[TASK PROMPT] Repeat the listing in full, exactly as it stands.

----- DATA LINES

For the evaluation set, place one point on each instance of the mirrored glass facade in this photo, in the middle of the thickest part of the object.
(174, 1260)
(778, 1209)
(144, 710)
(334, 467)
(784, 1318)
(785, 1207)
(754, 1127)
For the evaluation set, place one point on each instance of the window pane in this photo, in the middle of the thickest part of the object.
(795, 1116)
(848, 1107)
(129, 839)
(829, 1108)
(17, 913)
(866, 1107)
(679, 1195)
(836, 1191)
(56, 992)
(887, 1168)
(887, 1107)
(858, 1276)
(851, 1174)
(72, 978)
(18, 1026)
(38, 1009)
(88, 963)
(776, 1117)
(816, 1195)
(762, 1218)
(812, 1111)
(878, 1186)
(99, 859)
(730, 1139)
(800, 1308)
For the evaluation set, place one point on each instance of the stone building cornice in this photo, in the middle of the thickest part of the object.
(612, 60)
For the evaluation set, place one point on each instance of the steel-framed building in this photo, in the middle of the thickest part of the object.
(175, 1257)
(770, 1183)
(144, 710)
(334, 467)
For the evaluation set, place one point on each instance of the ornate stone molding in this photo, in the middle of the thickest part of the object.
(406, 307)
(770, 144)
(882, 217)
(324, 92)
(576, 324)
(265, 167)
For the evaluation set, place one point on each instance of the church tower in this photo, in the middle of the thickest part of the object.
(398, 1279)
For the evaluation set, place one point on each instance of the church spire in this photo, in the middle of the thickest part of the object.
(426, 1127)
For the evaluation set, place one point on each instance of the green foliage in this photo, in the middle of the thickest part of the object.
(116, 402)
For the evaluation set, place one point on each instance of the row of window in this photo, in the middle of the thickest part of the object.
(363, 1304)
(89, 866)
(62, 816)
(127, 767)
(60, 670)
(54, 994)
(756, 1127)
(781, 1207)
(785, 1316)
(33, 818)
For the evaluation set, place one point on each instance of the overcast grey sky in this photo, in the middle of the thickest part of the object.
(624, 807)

----------

[SOLUTION FOR THIS EXERCISE]
For the evaluation set, place one point on each instance of the mirrored glass facade in this photo, in the middle of the thickest part of the object.
(174, 1260)
(778, 1209)
(144, 710)
(334, 467)
(784, 1318)
(785, 1207)
(754, 1127)
For the evaluation set, place one point on each instance of the window pane in this photo, in the middle of the thickest part of the object.
(795, 1116)
(848, 1107)
(129, 839)
(829, 1108)
(17, 913)
(866, 1107)
(679, 1195)
(836, 1191)
(56, 992)
(887, 1168)
(887, 1107)
(858, 1276)
(851, 1174)
(72, 978)
(18, 1026)
(38, 1009)
(88, 963)
(776, 1117)
(816, 1195)
(762, 1218)
(812, 1111)
(878, 1186)
(99, 859)
(730, 1139)
(800, 1308)
For the evaluation set, place one point on each instance of the stone building cornice in this photo, in the middle of the thickest part of the object.
(612, 60)
For the evaluation set, place one point on each instance of the steel-framed building in this photo, in the middle of the thickest part of the object.
(175, 1257)
(770, 1183)
(144, 710)
(334, 467)
For the evaluation set, place one point on each instance of the ornate stone molding in this photo, in the middle of the thickest part of the object.
(406, 307)
(770, 144)
(882, 217)
(324, 92)
(576, 324)
(265, 167)
For the evaluation set, place one point on each instance of the church tower in this photo, in the middle of the thickest part of the object.
(398, 1279)
For the evaluation set, place one point on each instance of the church spire in this photo, in the middle of the thickest part of the object.
(426, 1127)
For the evaluation set, place one point on each instance of the green foliage in this photo, in the middle of the thickest part of the object.
(116, 402)
For the evaluation set, place one point on each instance of the row of window in this photo, in the middle of the thickest part of the object.
(363, 1304)
(89, 866)
(62, 816)
(127, 767)
(60, 670)
(54, 994)
(756, 1127)
(781, 1207)
(785, 1316)
(33, 818)
For the evaluation set, place one point on each instance of the overcast grey sky in this photo, in the middle of the thickest part of the object.
(624, 807)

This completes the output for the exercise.